- WHAT YOU SHOULD DO -
In the copy, include every entry exactly but none of the images.

- DATA SHOWN -
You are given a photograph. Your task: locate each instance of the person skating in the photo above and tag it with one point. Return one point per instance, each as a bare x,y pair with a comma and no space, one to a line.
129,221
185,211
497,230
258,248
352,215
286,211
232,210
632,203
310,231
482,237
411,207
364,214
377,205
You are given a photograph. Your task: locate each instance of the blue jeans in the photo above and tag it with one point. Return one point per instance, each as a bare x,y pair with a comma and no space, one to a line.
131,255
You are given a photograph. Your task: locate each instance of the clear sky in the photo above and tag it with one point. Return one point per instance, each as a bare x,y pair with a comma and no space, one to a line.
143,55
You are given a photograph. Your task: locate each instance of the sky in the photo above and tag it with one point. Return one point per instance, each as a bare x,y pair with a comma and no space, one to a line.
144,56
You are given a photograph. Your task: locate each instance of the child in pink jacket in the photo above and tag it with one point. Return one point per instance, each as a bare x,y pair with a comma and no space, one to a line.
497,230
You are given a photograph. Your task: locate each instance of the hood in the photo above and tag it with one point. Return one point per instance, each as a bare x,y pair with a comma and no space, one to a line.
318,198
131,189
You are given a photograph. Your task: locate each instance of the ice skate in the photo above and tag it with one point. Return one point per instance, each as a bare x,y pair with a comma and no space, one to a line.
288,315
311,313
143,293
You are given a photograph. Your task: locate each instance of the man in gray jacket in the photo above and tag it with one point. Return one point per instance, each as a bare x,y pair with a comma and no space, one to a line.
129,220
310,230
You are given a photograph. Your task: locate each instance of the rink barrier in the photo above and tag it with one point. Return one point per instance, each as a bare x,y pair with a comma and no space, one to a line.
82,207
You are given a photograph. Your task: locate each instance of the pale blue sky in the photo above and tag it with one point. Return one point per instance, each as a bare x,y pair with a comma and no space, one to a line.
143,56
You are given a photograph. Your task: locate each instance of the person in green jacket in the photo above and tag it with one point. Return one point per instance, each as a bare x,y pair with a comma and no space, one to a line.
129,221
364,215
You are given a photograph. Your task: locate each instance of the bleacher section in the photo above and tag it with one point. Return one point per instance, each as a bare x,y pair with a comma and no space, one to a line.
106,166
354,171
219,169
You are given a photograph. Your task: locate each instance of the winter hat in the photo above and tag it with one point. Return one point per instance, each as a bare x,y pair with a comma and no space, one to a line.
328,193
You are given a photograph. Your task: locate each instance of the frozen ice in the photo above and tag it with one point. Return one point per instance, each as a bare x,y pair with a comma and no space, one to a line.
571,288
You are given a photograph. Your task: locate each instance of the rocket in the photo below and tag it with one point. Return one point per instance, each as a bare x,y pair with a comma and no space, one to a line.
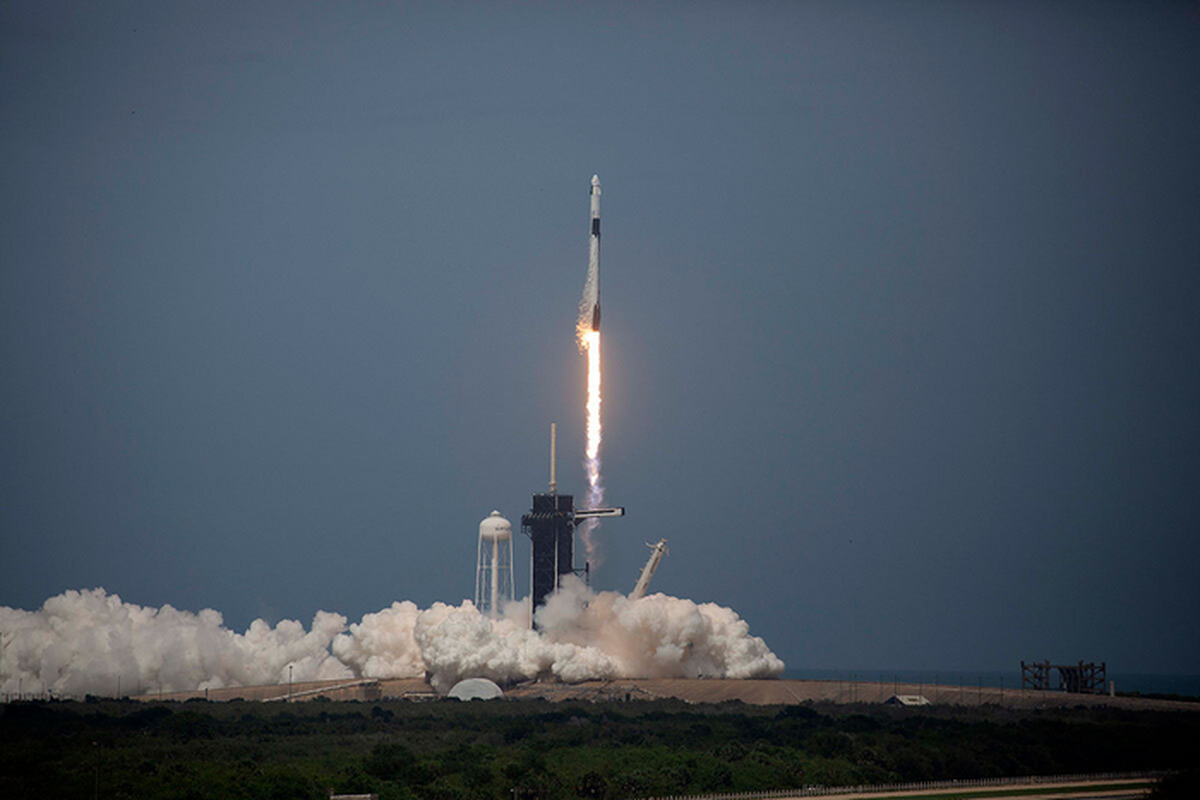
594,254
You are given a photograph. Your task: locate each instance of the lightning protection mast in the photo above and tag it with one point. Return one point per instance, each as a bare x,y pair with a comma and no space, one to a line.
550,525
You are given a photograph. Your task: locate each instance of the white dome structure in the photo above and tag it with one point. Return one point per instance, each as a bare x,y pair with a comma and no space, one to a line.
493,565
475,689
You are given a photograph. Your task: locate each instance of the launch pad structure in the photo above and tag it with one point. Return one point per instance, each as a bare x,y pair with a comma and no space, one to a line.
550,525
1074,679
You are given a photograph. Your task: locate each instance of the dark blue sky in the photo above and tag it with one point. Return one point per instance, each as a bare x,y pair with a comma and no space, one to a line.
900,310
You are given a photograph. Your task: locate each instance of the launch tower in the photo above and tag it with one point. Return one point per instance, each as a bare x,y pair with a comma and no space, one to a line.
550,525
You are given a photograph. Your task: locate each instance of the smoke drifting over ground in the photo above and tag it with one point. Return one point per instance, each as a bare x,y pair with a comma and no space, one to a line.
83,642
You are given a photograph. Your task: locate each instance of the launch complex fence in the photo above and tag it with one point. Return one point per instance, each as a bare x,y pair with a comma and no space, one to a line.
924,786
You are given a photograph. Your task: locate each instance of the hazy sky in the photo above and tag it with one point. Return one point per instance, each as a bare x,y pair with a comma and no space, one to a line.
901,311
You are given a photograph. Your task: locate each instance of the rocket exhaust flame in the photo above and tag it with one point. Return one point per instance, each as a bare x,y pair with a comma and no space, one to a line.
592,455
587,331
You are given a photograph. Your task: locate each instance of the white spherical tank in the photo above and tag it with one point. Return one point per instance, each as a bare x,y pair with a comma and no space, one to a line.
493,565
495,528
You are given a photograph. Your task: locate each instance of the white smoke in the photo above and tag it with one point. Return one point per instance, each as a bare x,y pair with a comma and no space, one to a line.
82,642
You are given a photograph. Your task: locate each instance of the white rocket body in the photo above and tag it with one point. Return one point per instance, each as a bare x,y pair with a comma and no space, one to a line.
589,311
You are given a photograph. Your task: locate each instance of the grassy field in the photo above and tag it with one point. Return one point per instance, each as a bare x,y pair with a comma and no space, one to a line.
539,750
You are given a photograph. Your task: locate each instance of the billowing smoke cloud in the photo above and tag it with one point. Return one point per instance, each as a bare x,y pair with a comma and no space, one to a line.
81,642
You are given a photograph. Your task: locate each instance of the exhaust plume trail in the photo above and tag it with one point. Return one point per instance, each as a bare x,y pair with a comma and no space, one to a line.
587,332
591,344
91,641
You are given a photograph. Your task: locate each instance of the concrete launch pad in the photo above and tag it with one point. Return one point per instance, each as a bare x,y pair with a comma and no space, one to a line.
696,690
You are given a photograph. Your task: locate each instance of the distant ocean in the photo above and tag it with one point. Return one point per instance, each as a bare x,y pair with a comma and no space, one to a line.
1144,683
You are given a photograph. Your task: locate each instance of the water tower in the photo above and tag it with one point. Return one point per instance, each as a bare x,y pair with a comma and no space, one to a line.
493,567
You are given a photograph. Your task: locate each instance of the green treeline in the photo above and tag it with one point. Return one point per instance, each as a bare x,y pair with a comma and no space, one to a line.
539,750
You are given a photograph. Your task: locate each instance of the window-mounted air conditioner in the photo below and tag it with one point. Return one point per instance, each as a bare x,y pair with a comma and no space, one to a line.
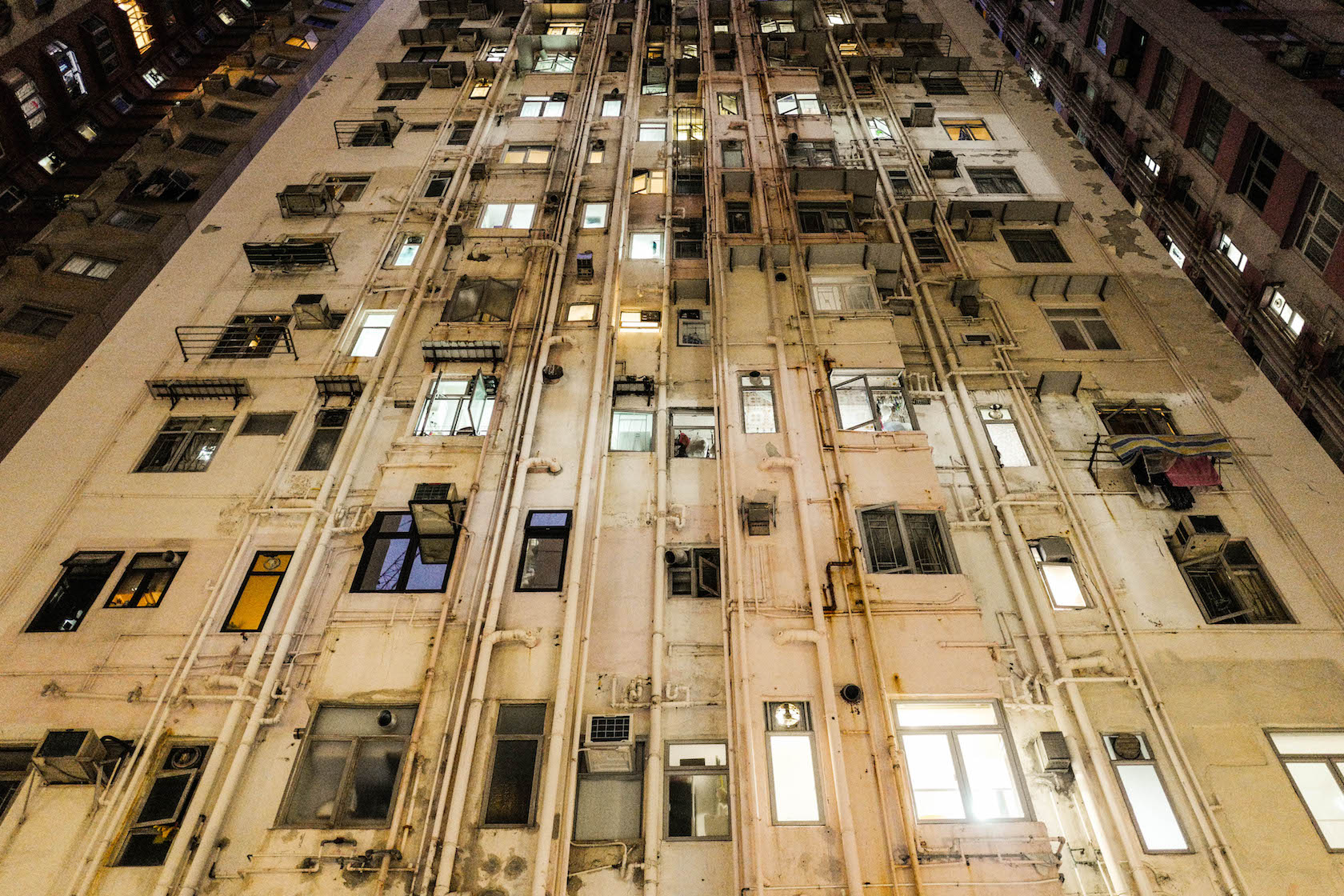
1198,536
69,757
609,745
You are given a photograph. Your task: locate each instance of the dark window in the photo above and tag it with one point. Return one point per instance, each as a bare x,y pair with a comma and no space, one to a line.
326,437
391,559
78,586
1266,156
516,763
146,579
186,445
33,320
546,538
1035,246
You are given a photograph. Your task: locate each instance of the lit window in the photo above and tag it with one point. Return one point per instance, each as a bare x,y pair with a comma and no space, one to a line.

- ANSWER IN FULL -
You are given a photograph. Your task: locate each instance of the person skating in the photo above and tag it with one point. Return one point per instance, each as a bare x,y pair with a comma and no space, one to a line.
129,221
185,211
497,230
258,248
352,215
286,211
232,210
632,203
310,231
482,237
411,207
364,214
377,205
You are given a photograph. Your task: locate each instance of the blue jeans in the photo above and tag it with one point. Return one point per instance, each as a bare x,y pair with a comma and no space, one to a line.
131,255
You are given a photograph. Your task: locate each instance of the clear sky in the photo above and tag it with one point. Return one point per instance, each as a bare x,y pair with a comma and no space, one to a line.
143,55
You are given a photograph. Your task: locate each instance of the sky in the photo above and tag it with one point. Return one point per instance, each as a bare x,y pair with a comma and no space, one to a line.
144,56
You are given a photograph. Your task: locate each instance of the child in pink jacket in the photo above and tag it with one point. Return one point per instance, each as a bare x,y pair with a comma and no space, one to a line.
497,230
You are given a photograph. Your task: locate each instance of the hood in the photo above and tag it with one point. Return one point per instance, each as a bare x,y pair with a comma and no space, one to a line.
318,198
131,189
You are given a photograph. Your task: locate each instance of the ice skate in the photo above and tag it with one point. Return one point per instance, each as a bare x,y pair with a comma and no space, one to a line.
288,315
311,313
143,293
You are given a photograph. Your task: locate each instance of the man in gray jacket in the photo above and tag it with one point. Return one point per instance, each as a bare x,y pair with a comma and no space, one to a line.
129,220
310,230
You are given a photograph. Your task: locate each instance of the rink barrier in the photo above and tag it with one point. Return one point per instance, each as a bare x,y pair with a comma and no space, one to a line.
82,207
You are given a photograph. Your task: locate each instance of the pale blue sky in the photo above and tag it with one point. Return one point per instance, each as a bare x,y pair with a comma and no space, one to a line.
143,56
You are given a photograph. Your task: locate each instance of the person in green jacket in the photo above and tag it with one point. Return one point per instance, each as a bare x,y pair with a comma and no space, one to a line.
129,221
364,215
You are given a photograph. Your task: locate each instance of the bleacher section in the photo above and tag it with one point. Return one point per instance, each as a bare x,y pair with a comma and no space, one to a line.
106,166
354,171
219,169
You are given a photograph. Your task: locate each instance of the winter hat in the photo above and tag it with one point. Return one point per instance, each as a bare x,y pair with a comma and no space, one to a line.
328,193
You are given a photograph. Your task: locate each instance of the frozen ice in the photo above and tag it with one point. Return one point per instance, each as a bare x,y pair with a comma and no space, one to a line.
571,288
You are given a photograph. Your task: locate each instance of the rocket in the photo below and tag it with one point. Return one point per instance, each as a bare x,y pair with a comma and no space, one to a line.
594,254
You are given a photograph. Your task: locate each instance of the lightning protection mast in the photo above and tag it with one point. Return one point per instance, each as a bare x,y pair with a comma and no space, one to a line.
550,525
You are given a photograph. Your task: locate each instance of the white dome structure in the photo above and tag it with one point. Return one point per instance, each as a bare x,y pair with a comma and no space, one to a line.
493,565
475,689
You are given a photograph. Your task: locate each instance of the launch pad structure in the photo above and tag it with one point. Return one point per instance, each as a bare x,y pair with a comma and no space, one to a line.
550,525
1074,679
You are given a photograph. Your task: locate each instance of the dark blue sky in the photo above and tag it with one point. Return one point per instance, each as a bare x,y pair with a comma and no space, one to a line.
900,310
You are given a photograph. Your task: locate each instance of the launch tower in the photo above and tag it with one point. Return one point per instance, each as a bare x,y pair with a comma and no space, one to a line.
550,525
You are given a photograph. Your task: locate each instance of the smoke drifting over ground in the photo above and tag it with one point. Return one point per instance, each as a bare x,y pair with a comma and no space, one to a line.
83,642
You are given a photograph. Your task: locate each instance of the launch complex fence in the photo above and tag it with one point. Return one point per instance, each as a bare x,y pair with a comma and no space, one to a line.
924,786
You are given a photograph. Your task: locate each instance of the hazy sky in the photo above and tag it with one point. Return one point per instance, each as a bare x,y pair with a comma and no space, one to a line.
901,311
You are given a photograph. Your task: locate each instance of the rocket exhaust flame in the photo above and tag it with one point. Return one point per instance, each as a bare x,y pair with a comma and no space, one to a line.
592,455
587,331
You are given a photograph. Your task: locate each instance of the white spherical tank in the photo above and tag it with one point. Return one point per instance, each as a bare x,y pair with a comma and no space, one to a line.
493,565
495,528
You are given a photograph. Your task: locate each instance of the white smoke in the photo above and tag it with one point. Return one point per instance, each as a bare x,y pair with a comma and no space, one to a line.
82,642
You are given a photograph. Your task: locate each instance of the white rocket body in the photo above and tag it with one point. Return one point per instance, each as a bare x,y pair with a comma and no space, one to a line.
589,311
You are given a photograph. Your task: locate each instance of the grassy field in the photo above and tag it with one point. Return one point per instance, each as a bare x,y pair with a comma and no space, one to a line.
539,750
You are given a photograph. Your task: locate each instance of the billowing smoke cloud in the photo above and tag it with one point. Return one point per instance, each as a bare x,y pair with a comma and no space, one to a line.
81,642
You are given a photograph. Your task: locate each instance of the exhaust plume trail in the photo above and tag it with one point. Return one point per instance, each as a bare x,y pair with a comma and no space, one to a line.
587,332
591,344
91,641
You are given a photograph. Your task: locate each instance of the concrete launch pad in the photo above and tag it with one point. Return one point per instance, each as a bare x,y pair with a comma and no space, one to a line.
696,690
You are given a photograph. Your task: locate each instance of the distant ocean in the photo above and tag it with one point. Return one point per instance, each as a bare x,y pair with a comma and no space, one to a line.
1144,683
You are given a photograph. Your task: locate each instance of the water tower in the photo above and tag it with one point. Return one point per instance, each as a bare x,y pair with a comma and no space, one to a line.
493,567
You are given a photograph. Your task: locate each instance of the green treeline in the photo above and tag it with one point. Return one point per instance, each as a bare x,y pair with a comma and no space, one to a line.
539,750
You are given a photograph. Your task: locate each instance of the window-mounted air conditioner in the photo below and tag it with one point. Return one point per instance, each as a bare x,y pair with a comma and no space, one to a line.
1198,536
69,757
609,745
You are given a photograph. Your task: locate each instance of the dark window in the photo above and tag it with one point. Return one point per instance, each as a bare x,y pair with a comma and no space, one to a line.
326,437
391,559
78,586
1266,156
516,763
146,579
186,445
33,320
546,538
1035,246
You are given a photograph. Your task: locate each instance of the lit window in the photo above and tag it with one point. Return one point per instance, each as a bare x,y pair with a comma and no space, one to a line.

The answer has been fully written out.